Le racisme, c'est aussi le nom de l'étranger à la mode. Oui, il y a des modes d'étrangers, tu vas l'apprendre à ses dépens. C'est comme ça que l'Etat gère ses étagères. Parce que tu comprends , l'Etat peut pas se permettre d'accueillir toute la misère du monde, alors il fait des piles immondes. La pile "gentils" doit impérativement être beaucoup plus petite que la pile "méchants", et tous les jours , des gens s'activent pour gérer les piles. 

Ta solidarité peut déranger les piles bien droites. Alors on l'oriente. Avec les images sur ton écran. Où plutôt celles qui n'y sont pas. On ne te parlera jamais , jamais, en même temps du travailleur qui a trimé dix ans et du réfugié qui a fui la guerre, et des enfants qui voudraient bien continuer l'école ici. Parce que si une pile s'élève, l'autre doit descendre, de l'autre côté du monde, avec un passage par le centre de rétention et la bouche scotchée dans l'avion.

L'actualité de l'étranger, c'est comme un télé-crochet mais on ne te met pas le casting, comme ça tu voteras pour le seul candidat temporaire de l'Etat. Ne vote pas. 

C'est facile à dire. On s'habitue vite à voter, même en essayant d'"aider". Passées les manifs , tu voudras faire plus. Un jour tu seras assis, derrière un bureau, pour les dossiers, pour "aider". Tu seras venu pour les "réfugiés", et puis t'auras devant toi un immigré, pas de la bonne nationalité. Un mec qui n'aura pas de guerre à te raconter. Juste son envie de bonheur qu'il n'osera pas formuler, car déjà vous n'êtes pas à égalité. 

Ce jour là, qui suis-je pour donner asile ? Si tu t'imagines que tu es là pour donner, et donc aussi pour refuser, alors tu seras devenu un petit morceau de barbelé avec sa pile à gérer.

DONNÉES
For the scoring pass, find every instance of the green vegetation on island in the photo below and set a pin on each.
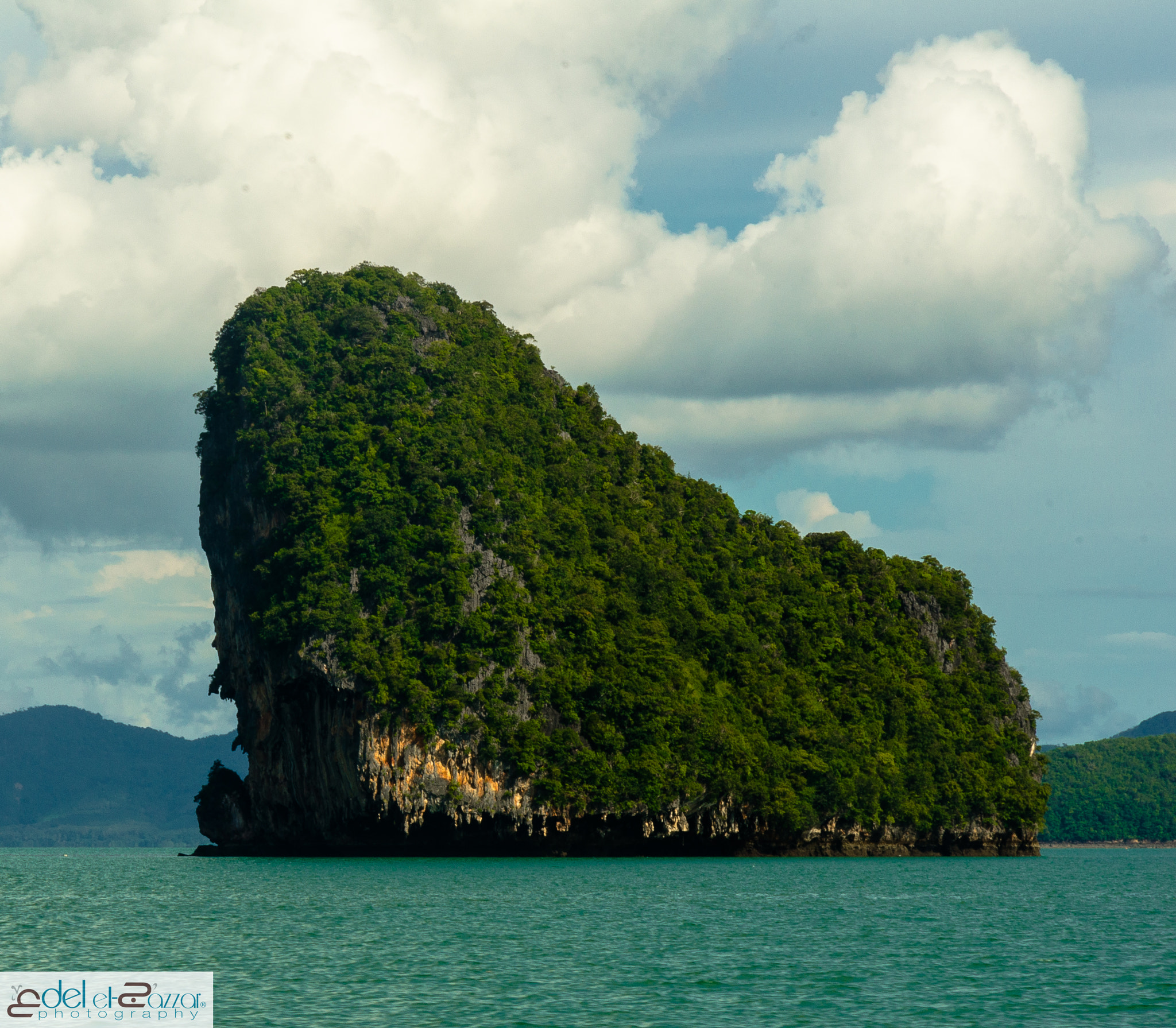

CONSIGNE
Dans le texte sur l'accueil des étrangers, quelle pile doit impérativement être beaucoup plus petite que l'autre ? Répondez en une phrase, s'il vous plaît.

CORRIGÉ
La pile « gentils » doit impérativement être beaucoup plus petite que la pile « méchants ».